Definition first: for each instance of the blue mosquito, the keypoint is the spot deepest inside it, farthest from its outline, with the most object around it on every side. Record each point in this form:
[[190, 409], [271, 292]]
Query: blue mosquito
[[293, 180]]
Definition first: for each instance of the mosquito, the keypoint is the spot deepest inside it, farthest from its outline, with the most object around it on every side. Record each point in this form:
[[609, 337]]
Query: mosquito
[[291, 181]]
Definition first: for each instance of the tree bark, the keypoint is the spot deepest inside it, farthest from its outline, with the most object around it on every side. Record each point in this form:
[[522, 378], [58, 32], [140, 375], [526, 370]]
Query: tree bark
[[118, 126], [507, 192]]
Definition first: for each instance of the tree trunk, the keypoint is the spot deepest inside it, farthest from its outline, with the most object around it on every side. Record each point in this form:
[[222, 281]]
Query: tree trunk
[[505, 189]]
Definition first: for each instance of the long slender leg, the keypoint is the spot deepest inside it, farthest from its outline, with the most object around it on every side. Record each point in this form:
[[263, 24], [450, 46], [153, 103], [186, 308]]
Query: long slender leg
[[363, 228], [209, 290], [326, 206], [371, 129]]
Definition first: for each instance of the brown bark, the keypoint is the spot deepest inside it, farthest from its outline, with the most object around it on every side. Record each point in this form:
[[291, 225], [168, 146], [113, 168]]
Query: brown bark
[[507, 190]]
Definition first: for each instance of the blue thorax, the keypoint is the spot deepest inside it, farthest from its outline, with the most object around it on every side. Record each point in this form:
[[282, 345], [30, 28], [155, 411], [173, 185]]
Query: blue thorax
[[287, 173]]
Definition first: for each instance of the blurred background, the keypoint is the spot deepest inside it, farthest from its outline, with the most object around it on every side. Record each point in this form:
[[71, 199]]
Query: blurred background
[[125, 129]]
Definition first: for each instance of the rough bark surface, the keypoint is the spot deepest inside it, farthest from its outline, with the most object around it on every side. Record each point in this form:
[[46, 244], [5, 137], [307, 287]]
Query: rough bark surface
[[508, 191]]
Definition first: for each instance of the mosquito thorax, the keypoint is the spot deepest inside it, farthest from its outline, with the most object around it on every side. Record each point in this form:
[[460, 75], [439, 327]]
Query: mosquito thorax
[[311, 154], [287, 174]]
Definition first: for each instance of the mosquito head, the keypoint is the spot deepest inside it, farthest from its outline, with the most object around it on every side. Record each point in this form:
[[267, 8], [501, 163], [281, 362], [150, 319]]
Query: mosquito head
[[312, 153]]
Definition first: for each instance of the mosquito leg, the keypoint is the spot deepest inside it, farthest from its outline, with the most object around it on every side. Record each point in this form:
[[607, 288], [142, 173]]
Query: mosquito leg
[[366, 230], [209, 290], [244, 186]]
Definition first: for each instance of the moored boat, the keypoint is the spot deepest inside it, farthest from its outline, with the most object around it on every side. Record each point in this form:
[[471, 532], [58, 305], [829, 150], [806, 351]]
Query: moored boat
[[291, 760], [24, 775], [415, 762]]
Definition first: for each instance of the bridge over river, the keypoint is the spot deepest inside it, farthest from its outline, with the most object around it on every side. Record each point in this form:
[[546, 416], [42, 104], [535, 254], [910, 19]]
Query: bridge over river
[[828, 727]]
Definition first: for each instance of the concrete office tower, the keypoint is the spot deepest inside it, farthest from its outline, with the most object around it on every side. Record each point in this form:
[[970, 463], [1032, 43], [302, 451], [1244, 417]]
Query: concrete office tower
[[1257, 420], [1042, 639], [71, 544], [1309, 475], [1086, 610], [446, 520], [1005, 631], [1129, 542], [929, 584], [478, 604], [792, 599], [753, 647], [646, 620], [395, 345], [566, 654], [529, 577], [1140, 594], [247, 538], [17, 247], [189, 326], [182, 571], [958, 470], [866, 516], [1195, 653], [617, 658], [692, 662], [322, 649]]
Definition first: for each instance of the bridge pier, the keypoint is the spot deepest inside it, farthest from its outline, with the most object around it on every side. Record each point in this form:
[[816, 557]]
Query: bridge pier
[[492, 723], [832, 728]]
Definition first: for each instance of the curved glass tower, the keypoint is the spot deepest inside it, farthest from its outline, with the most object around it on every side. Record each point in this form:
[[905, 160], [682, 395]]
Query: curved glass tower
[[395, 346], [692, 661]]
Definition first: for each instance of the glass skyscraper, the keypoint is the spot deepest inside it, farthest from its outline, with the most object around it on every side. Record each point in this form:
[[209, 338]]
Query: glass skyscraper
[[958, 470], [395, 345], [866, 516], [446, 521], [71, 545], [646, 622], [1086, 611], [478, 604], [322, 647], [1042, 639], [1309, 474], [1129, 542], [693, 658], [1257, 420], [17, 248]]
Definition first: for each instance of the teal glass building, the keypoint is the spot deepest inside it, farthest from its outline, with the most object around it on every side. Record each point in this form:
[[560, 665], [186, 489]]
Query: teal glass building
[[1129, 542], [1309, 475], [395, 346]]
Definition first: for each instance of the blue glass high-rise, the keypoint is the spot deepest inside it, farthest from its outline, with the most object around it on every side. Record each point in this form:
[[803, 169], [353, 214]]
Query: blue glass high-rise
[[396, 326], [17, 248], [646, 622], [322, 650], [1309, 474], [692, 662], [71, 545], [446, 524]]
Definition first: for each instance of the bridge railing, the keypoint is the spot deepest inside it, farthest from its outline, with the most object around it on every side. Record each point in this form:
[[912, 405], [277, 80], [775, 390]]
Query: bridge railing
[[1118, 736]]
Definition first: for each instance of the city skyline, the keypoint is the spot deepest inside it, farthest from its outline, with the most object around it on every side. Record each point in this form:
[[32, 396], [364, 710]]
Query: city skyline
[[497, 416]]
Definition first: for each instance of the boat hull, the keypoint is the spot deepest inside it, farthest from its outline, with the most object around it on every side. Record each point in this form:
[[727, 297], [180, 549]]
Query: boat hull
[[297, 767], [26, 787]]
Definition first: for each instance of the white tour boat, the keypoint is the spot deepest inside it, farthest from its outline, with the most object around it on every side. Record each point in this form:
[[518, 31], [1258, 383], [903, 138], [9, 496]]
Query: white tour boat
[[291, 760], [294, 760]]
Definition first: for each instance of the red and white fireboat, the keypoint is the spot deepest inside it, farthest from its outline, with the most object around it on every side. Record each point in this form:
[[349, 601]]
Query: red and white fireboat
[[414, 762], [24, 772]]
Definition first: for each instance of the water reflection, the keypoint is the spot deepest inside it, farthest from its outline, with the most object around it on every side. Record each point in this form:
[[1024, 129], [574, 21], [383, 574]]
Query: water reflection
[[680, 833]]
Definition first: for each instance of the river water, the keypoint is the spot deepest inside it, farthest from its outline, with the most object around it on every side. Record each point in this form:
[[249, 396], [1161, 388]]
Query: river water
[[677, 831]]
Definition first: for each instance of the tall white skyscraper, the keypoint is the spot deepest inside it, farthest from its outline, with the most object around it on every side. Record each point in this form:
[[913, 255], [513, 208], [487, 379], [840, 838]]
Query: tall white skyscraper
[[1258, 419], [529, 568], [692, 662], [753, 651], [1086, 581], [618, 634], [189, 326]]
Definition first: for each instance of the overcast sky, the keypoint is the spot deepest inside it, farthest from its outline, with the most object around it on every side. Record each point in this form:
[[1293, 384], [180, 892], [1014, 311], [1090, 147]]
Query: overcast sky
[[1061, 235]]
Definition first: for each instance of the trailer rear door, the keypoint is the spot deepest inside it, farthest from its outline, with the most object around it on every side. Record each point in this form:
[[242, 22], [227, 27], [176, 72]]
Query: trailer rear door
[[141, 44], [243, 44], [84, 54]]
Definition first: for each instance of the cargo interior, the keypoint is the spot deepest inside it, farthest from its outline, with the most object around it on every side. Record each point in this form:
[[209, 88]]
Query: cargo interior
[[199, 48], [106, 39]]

> [Description of the task] Convert the lines above into a Markdown table with the columns Row and Line, numbering each line in the Row column and omitting blank lines.

> [Written response]
| Row | Line |
|---|---|
| 1 | Definition first: for each instance of the blue mosquito, the keypoint is the spot deepest inside it, farthest from its outline, with the most object around it on every side. Record each point in this form: |
| 2 | [[190, 409], [271, 292]] |
| 3 | Query: blue mosquito |
| 4 | [[293, 180]] |
| 5 | Definition first: for each instance of the mosquito, the keypoint is the spot deepest inside it, farthest from its outline, with the most object around it on every side. Record each point in this form: |
| 6 | [[609, 337]] |
| 7 | Query: mosquito |
| 8 | [[291, 181]] |
| 9 | Definition first: for each instance of the tree bark, the keypoint is the spot deepest inside it, farthest from its outline, with the most object around it on every side. Record each point in this form: |
| 10 | [[522, 378], [58, 32], [140, 375], [526, 370]] |
| 11 | Query: tree bark |
| 12 | [[118, 126], [507, 192]] |
| 13 | Definition first: for each instance of the tree trunk, the keypoint is the spot deepest inside it, farthest from its outline, with the most object around it on every side. Record each point in this form: |
| 14 | [[222, 281]] |
| 15 | Query: tree trunk |
| 16 | [[505, 189]] |
| 17 | Definition first: for each instance of the long slender leg, the keypoint is the spot deepest inside it, farthest from its outline, with the most object around it on every side. Record each point in this form: |
| 18 | [[263, 24], [450, 46], [153, 103], [186, 308]] |
| 19 | Query: long slender leg |
| 20 | [[363, 228], [209, 290], [326, 206], [371, 129]] |
| 21 | Definition first: for each instance of the brown bark, the keypoint is the spot deepest inside it, farthest from its outline, with the most object around it on every side. Record each point in this form: |
| 22 | [[291, 225], [168, 146], [113, 168]] |
| 23 | Query: brown bark |
| 24 | [[507, 190]] |
| 25 | Definition first: for each instance of the blue thorax, the keypoint is the spot deepest inside it, farthest from its outline, with the most object around it on every side. Record each point in this form: |
| 26 | [[282, 345], [30, 28], [155, 411], [173, 185]] |
| 27 | Query: blue thorax |
| 28 | [[287, 173]] |
| 29 | Definition first: for each instance of the blurred background, the keypoint is the spot deepest inside it, farthest from its outline, with the most object around it on every side. Record each point in this form: |
| 30 | [[71, 199]] |
| 31 | Query: blurred background |
| 32 | [[125, 129]] |
| 33 | Definition first: for each instance of the rough bark surface, the keypoint is the spot deepest inside it, farthest from its outline, with the most object around it on every side. Record each point in this form: |
| 34 | [[46, 244], [5, 137], [307, 287]] |
| 35 | Query: rough bark surface |
| 36 | [[508, 191]] |
| 37 | Definition first: for each instance of the mosquito thorax, the keypoint is the spot deepest inside it, farthest from its outline, with the most object around it on every side. Record each point in this form: |
| 38 | [[460, 75], [439, 327]] |
| 39 | Query: mosquito thorax |
| 40 | [[311, 154], [287, 174]] |
| 41 | Definition first: for each instance of the mosquito head, the keypoint is the spot deepest inside it, farthest from its outline, with the most object around it on every side. Record each point in this form: |
| 42 | [[267, 8], [501, 163], [281, 362], [150, 319]] |
| 43 | Query: mosquito head |
| 44 | [[312, 153]] |
| 45 | Definition first: for each instance of the mosquito leg, the keypoint is the spot deepest inside it, farthest from its outline, with the most object around it on every side. Record each point in this form: |
| 46 | [[607, 288], [142, 173]] |
| 47 | Query: mosquito leg |
| 48 | [[366, 230], [209, 290], [244, 186]] |
| 49 | Definition first: for each instance of the moored boat, the keypoint is the spot deepest inside it, farthest from its outline, with the most object around it on every side. Record each point in this form: |
| 50 | [[471, 532], [58, 305], [829, 150], [806, 351]] |
| 51 | Query: moored boat |
| 52 | [[291, 760], [24, 775], [415, 762]] |
| 53 | Definition first: for each instance of the bridge over river, the keypoint is the spot deepest inside it, farthest from its outline, with the most object around it on every side. Record each point in this form: |
| 54 | [[546, 416], [42, 104], [535, 254], [910, 19]] |
| 55 | Query: bridge over river |
| 56 | [[828, 727]] |
| 57 | Definition first: for each instance of the concrete office tower, the keypoint is the spot deepest inside it, farthest from its outline, with the most object around it on every side. Record each point in this form: |
| 58 | [[970, 463], [1032, 43], [302, 451], [1244, 417]] |
| 59 | Query: concrete office tower |
| 60 | [[1257, 420], [1042, 639], [71, 544], [1309, 475], [1086, 610], [446, 520], [1005, 631], [1129, 542], [929, 584], [478, 604], [792, 599], [753, 647], [646, 620], [395, 345], [566, 654], [529, 577], [1140, 594], [247, 538], [17, 247], [189, 326], [182, 571], [958, 470], [866, 516], [1195, 653], [617, 658], [692, 662], [322, 649]] |
| 61 | Definition first: for each instance of the bridge pier, the keypoint is the spot deepest inside it, farthest from its outline, with the most object around it on every side. Record each point in this form: |
| 62 | [[816, 557]] |
| 63 | Query: bridge pier |
| 64 | [[492, 723], [832, 728]] |
| 65 | Definition first: for each instance of the curved glass tower, the keypoint is the spot deepest inside it, farthest from its outline, with the most object around it on every side. Record each point in this form: |
| 66 | [[905, 160], [682, 395]] |
| 67 | Query: curved glass tower |
| 68 | [[395, 346], [692, 661]] |
| 69 | Definition first: for each instance of the glass skyscraper, the keypoint is the spot deepest inside it, farthest from its outline, with the most object around it on every side. Record each point in this form: |
| 70 | [[209, 338]] |
| 71 | Query: glass skyscraper |
| 72 | [[958, 470], [395, 345], [866, 516], [446, 521], [71, 545], [646, 622], [1086, 611], [478, 604], [322, 647], [1042, 639], [1309, 474], [1129, 542], [693, 658], [1257, 420], [17, 248]] |
| 73 | Definition first: for each instance of the teal glass building, the keypoint is the spot deepest inside it, farthest from its outline, with the most object around it on every side. Record each point in this form: |
| 74 | [[560, 665], [186, 489]] |
| 75 | Query: teal glass building |
| 76 | [[1129, 542], [1309, 475], [395, 346]] |
| 77 | Definition first: for each instance of the blue glass high-rise, the keypoint is the spot deepest inside it, farthest from its outline, with the most object around it on every side. Record each point in this form: |
| 78 | [[803, 169], [353, 214]] |
| 79 | Query: blue glass high-rise |
| 80 | [[396, 326], [17, 248], [646, 622], [322, 650], [1309, 474], [692, 662], [71, 545], [446, 524]] |
| 81 | Definition first: for each instance of the bridge railing, the keypoint is the spot deepest inside it, farthest from its outline, with the most object around it on every side. Record each point in this form: |
| 82 | [[912, 405], [277, 80], [775, 390]] |
| 83 | Query: bridge railing |
| 84 | [[1118, 736]] |
| 85 | Definition first: for each instance of the city skyline, the keypoint is the spot deepest inside it, farthest from its outline, with the most object around it on every side. Record each point in this form: |
| 86 | [[32, 396], [364, 710]] |
| 87 | Query: city skyline |
| 88 | [[497, 416]] |
| 89 | Definition first: for each instance of the boat hull, the keypoint is the spot deepest inside it, farthest from its outline, with the most object around it on every side. Record each point in this form: |
| 90 | [[727, 297], [180, 549]] |
| 91 | Query: boat hull |
| 92 | [[297, 767], [26, 787]] |
| 93 | Definition first: for each instance of the white tour boat, the keypoint is the spot deepest inside it, farthest from its outline, with the most object around it on every side. Record each point in this form: |
| 94 | [[518, 31], [1258, 383], [903, 138], [9, 496]] |
| 95 | Query: white tour boat |
| 96 | [[291, 760], [294, 760]] |
| 97 | Definition first: for each instance of the red and white fireboat, the keypoint is the spot deepest inside it, farthest from its outline, with the most object around it on every side. Record each point in this form: |
| 98 | [[349, 601]] |
| 99 | Query: red and white fireboat |
| 100 | [[414, 762], [24, 772]] |
| 101 | Definition first: for each instance of the water reflection, the keypoint is the spot deepest inside it, farthest from its outline, with the most object around it on every side. Record each point in this form: |
| 102 | [[1024, 129], [574, 21], [383, 574]] |
| 103 | Query: water reflection |
| 104 | [[680, 833]] |
| 105 | Definition first: for each instance of the river water, the keypoint is the spot deepest inside it, farthest from its outline, with the most object around it on every side. Record each point in this form: |
| 106 | [[249, 396], [1161, 388]] |
| 107 | Query: river water |
| 108 | [[677, 831]] |
| 109 | Definition first: for each instance of the tall white skyscraper, the keypoint is the spot deepest inside it, farthest from its outline, with the most object around it on every side. Record each point in this form: |
| 110 | [[913, 255], [513, 208], [487, 379], [840, 838]] |
| 111 | Query: tall white skyscraper |
| 112 | [[1258, 419], [529, 568], [692, 662], [753, 651], [1086, 581], [618, 634], [189, 326]] |
| 113 | Definition first: for each instance of the overcast sky, the keypoint is the spot deepest inside it, farthest from its outline, with the most object around it on every side. Record each point in this form: |
| 114 | [[1293, 384], [180, 892], [1014, 311], [1090, 147]] |
| 115 | Query: overcast sky |
| 116 | [[1061, 235]] |
| 117 | Definition first: for each instance of the trailer rear door, the keypoint is the spot deepest inside it, farthest from its outline, with the most object around it on every side. Record each point in this form: |
| 118 | [[242, 22], [227, 27], [176, 72]] |
| 119 | Query: trailer rear door |
| 120 | [[141, 44], [243, 44], [84, 54]] |
| 121 | Definition first: for each instance of the cargo interior, the keypoint is the spot deepest inside it, farthest from its outline, with the most object around it on every side. Record each point in this form: |
| 122 | [[209, 88]] |
| 123 | Query: cargo interior |
| 124 | [[199, 48], [106, 39]] |